### [Data for the task]
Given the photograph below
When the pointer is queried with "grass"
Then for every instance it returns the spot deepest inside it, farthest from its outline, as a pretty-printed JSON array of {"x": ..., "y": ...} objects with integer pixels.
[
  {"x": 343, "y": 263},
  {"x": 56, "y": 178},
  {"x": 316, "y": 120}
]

### [Set exercise]
Copy each of the items above word for word, keeping every line unchanged.

### [Result of the exercise]
Given the photograph below
When the pointer is queried with "grass"
Then for every instance it returns the spot deepest inside it, farthest from its outline, as a pretty-printed JSON array of {"x": ..., "y": ...} objects with integer pixels.
[
  {"x": 343, "y": 263},
  {"x": 56, "y": 178},
  {"x": 316, "y": 120}
]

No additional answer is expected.